### [WRITTEN TASK]
Please write out each of the rows below word for word.

─── DATA FOR THE TASK ───

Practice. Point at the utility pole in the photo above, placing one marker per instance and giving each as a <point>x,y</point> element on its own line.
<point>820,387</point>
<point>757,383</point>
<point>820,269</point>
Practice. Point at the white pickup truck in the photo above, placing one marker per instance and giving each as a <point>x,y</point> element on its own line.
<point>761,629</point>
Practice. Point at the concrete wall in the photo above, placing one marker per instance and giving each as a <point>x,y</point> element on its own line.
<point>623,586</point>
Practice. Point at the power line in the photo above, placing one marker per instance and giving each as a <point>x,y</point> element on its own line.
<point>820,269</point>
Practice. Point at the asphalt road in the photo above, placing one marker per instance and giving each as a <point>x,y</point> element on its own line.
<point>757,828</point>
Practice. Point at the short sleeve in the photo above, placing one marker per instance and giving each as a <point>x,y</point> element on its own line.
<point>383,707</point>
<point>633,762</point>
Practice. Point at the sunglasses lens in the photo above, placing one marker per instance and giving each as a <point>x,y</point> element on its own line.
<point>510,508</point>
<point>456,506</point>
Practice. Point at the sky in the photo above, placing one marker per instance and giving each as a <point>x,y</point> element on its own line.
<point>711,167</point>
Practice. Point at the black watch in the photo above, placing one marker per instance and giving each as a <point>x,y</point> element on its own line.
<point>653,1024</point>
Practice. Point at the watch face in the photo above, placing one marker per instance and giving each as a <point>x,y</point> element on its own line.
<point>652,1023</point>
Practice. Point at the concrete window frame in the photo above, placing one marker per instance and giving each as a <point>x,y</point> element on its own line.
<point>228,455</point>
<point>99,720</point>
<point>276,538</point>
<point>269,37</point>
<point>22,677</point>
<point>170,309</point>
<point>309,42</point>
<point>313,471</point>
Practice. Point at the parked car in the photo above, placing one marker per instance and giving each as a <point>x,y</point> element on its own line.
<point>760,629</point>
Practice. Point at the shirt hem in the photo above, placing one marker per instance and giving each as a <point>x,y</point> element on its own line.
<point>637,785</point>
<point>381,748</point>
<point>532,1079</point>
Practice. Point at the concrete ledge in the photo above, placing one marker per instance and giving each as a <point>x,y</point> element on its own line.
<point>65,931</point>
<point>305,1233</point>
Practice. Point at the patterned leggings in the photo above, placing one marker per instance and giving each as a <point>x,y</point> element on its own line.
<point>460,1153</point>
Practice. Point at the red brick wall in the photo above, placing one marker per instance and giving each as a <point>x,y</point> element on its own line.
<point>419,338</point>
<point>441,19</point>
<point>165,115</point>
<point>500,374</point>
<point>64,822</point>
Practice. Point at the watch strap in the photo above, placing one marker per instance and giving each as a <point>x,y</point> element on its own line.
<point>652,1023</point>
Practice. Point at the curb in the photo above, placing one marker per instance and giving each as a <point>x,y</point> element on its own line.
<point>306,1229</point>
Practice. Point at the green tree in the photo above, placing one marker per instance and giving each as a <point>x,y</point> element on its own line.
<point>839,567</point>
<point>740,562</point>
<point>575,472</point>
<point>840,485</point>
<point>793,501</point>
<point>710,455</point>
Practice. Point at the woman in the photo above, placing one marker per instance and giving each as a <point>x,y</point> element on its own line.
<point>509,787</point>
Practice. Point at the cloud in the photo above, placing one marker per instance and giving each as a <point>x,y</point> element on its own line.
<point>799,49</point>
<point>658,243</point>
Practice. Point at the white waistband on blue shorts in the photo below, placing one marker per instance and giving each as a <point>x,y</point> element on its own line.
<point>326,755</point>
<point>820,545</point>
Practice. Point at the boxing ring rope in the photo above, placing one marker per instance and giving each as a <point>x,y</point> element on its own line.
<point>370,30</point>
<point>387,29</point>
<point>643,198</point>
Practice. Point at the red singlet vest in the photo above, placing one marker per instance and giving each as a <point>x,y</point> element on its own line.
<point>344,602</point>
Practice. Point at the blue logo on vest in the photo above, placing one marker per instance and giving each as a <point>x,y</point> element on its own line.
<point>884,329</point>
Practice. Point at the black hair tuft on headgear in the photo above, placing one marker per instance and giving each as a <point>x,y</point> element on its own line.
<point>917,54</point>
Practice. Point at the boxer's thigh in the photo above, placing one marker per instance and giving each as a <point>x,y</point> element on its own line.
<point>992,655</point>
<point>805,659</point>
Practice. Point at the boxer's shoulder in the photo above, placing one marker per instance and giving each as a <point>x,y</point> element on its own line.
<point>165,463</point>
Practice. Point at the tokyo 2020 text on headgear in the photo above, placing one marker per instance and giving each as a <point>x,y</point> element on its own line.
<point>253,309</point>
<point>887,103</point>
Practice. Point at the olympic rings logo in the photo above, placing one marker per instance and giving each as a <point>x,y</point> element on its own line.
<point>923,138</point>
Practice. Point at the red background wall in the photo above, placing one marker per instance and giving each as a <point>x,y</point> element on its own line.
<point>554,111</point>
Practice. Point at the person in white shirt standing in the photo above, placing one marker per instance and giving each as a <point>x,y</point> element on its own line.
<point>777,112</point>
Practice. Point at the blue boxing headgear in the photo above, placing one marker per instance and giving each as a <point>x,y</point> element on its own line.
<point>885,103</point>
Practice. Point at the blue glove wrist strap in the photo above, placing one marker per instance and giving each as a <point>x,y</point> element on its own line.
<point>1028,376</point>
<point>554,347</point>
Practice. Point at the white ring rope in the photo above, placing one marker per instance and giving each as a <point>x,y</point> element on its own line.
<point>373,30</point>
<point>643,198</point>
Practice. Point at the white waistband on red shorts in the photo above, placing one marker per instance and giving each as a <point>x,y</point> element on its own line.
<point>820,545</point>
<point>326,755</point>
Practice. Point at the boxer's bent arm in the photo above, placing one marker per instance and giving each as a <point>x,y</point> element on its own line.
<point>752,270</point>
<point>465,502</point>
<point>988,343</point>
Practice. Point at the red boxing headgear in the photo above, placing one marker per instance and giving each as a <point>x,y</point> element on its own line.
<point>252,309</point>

───

### [ANSWER TO THE PROBLEM]
Practice. Point at the utility pole in the photo above, placing one marker per instance and giving each as a <point>x,y</point> element on its own line.
<point>820,387</point>
<point>757,383</point>
<point>820,269</point>
Practice. Point at the white pickup truck in the photo above, placing one marker per instance and giving each as a <point>x,y</point> element on its own line.
<point>761,629</point>
Practice. Point at the concrete wall in the photo above, placing one marker per instance and giving each as a <point>x,y</point> element on its own line.
<point>623,586</point>
Practice. Point at the power line in the photo above, placing one marker per instance and giving each as a <point>x,y</point> element on its own line.
<point>820,269</point>
Practice. Point at the asphalt road in the photo above, placing one marker per instance and giving each as a <point>x,y</point> element on its own line.
<point>757,828</point>
Practice. Point at the short sleeve in the photo above, placing one marker per instance and giving each as a <point>x,y</point> element on its own line.
<point>383,707</point>
<point>633,762</point>
Practice. Point at the sunglasses lens in the photo above, placing one marker per instance and giving each as a <point>x,y</point> element on its own line.
<point>510,508</point>
<point>456,506</point>
Practice. Point at the sky in the photo above, placing one marker per instance and giving each as a <point>x,y</point> element on its own line.
<point>711,167</point>
Practice. Point at the black watch in the photo above, placing one marker per instance and giving each as a <point>x,y</point> element on its own line.
<point>653,1024</point>
Practice. Point at the watch face in the photo above, placing one marker per instance and giving each as a <point>x,y</point> element on its own line.
<point>652,1023</point>
Practice. Point at the concrete window frame in the photo above, placing one marker per instance and giving each as a <point>x,y</point> element on its own line.
<point>228,455</point>
<point>99,720</point>
<point>276,538</point>
<point>269,37</point>
<point>22,677</point>
<point>170,309</point>
<point>309,42</point>
<point>313,471</point>
Practice. Point at the parked car in the photo above, placing one marker per instance and giving each as a <point>x,y</point> element on its own line.
<point>760,629</point>
Practice. Point at the shirt hem in the photo above, placing one marker per instance and giving each as a <point>x,y</point> element on its own line.
<point>637,785</point>
<point>381,748</point>
<point>532,1079</point>
Practice. Point at the concrete ledge in the photo above, placing one marker per instance and giving each as a <point>x,y</point> element on its own line.
<point>65,931</point>
<point>305,1233</point>
Practice. Point at the patterned leggings in the photo above, placing one marker per instance and giving each as a <point>x,y</point> element on its own line.
<point>460,1153</point>
Practice. Point at the red brick wall in the photo above, placing one marker per instance and giving each as a <point>x,y</point> element on its own line.
<point>419,338</point>
<point>441,19</point>
<point>165,115</point>
<point>500,374</point>
<point>64,822</point>
Practice. Point at the watch strap in the photo above, placing one marker per instance and giving each as a <point>x,y</point> element on its own line.
<point>652,1023</point>
Practice. Point at the curb in the photo above, placing one marker per instance and giving each as a <point>x,y</point> element on its own line.
<point>306,1229</point>
Practice. Point at the green tree in the photo above, placing one marker per instance and giving each as a <point>x,y</point> element on its own line.
<point>839,567</point>
<point>740,562</point>
<point>575,472</point>
<point>840,485</point>
<point>793,501</point>
<point>710,455</point>
Practice. Point at the woman in the photo above, placing one marker per instance and giving each as a <point>x,y</point> element on its own line.
<point>509,787</point>
Practice. Point at the cloud in the photo above, placing one marker per instance and giving each as a <point>x,y</point> element on its own line.
<point>799,49</point>
<point>658,243</point>
Practice. Point at the white waistband on blue shorts in the photo below, placing one marker per instance and giving each as a <point>x,y</point> element on its own line.
<point>326,755</point>
<point>820,545</point>
Practice. Point at the boxing ring rope in the photo above, placing one marker per instance and giving each as a <point>x,y</point> element on its own line.
<point>370,30</point>
<point>387,29</point>
<point>643,198</point>
Practice. Point at the red singlet vest in the photo above, placing one marker per instance and giving each as a <point>x,y</point> element on its own line.
<point>344,602</point>
Practice. Point at the blue logo on vest in the photo above, placing one marker per instance and giving each as a <point>x,y</point> element on its own line.
<point>884,329</point>
Practice. Point at the black hair tuft on headgear in the photo above, placing one marker per instance and giving each as a <point>x,y</point> element on its own line.
<point>917,54</point>
Practice. Point at the boxer's thigh in the photo above, placing one marker per instance and giving each as a <point>x,y</point> element on its own line.
<point>992,655</point>
<point>805,659</point>
Practice. Point at the boxer's shoulder in the photo above, placing one marker per instance and giving each as a <point>x,y</point> element on its own line.
<point>165,463</point>
Practice. Point at the tokyo 2020 text on headgear in the photo above, placing one marker per instance and giving each as a <point>x,y</point> element on its own line.
<point>253,309</point>
<point>887,103</point>
Practice. Point at the olympic rings logo in the photo above, placing one marker per instance and giving each as a <point>x,y</point> element on its own line.
<point>923,138</point>
Practice. Point at the red background wall in the photo above, placing one marker per instance and giving each as a <point>x,y</point> element on its own line.
<point>554,111</point>
Practice. Point at the person in white shirt standing in the photo above, placing one marker per instance and giving each as a <point>x,y</point> element on its own line.
<point>777,112</point>
Practice. Point at the blue boxing headgear in the photo above, placing one marker per instance and giving each as a <point>x,y</point> element on its own line.
<point>885,103</point>
Practice. Point at the blue glove wrist strap in the photo above, placing one marker per instance and giving each as a <point>x,y</point> element on its own line.
<point>1028,376</point>
<point>554,347</point>
Practice. Point at the white ring rope in the photo above, placing one marker per instance and giving each as a <point>x,y</point> element on its own line.
<point>373,30</point>
<point>643,198</point>
Practice. Point at the white waistband on red shorts in the photo above, placing one marker per instance and giving each as a <point>x,y</point> element on its own line.
<point>820,545</point>
<point>326,755</point>
Practice. Point at the boxer's bent arm in the photo above, placing one marker per instance and giving each as a <point>x,y</point> element on its own line.
<point>752,270</point>
<point>465,502</point>
<point>988,343</point>
Practice. Point at the red boxing headgear in the photo above, placing one marker per instance and giving each as a <point>x,y</point> element on its own line.
<point>252,309</point>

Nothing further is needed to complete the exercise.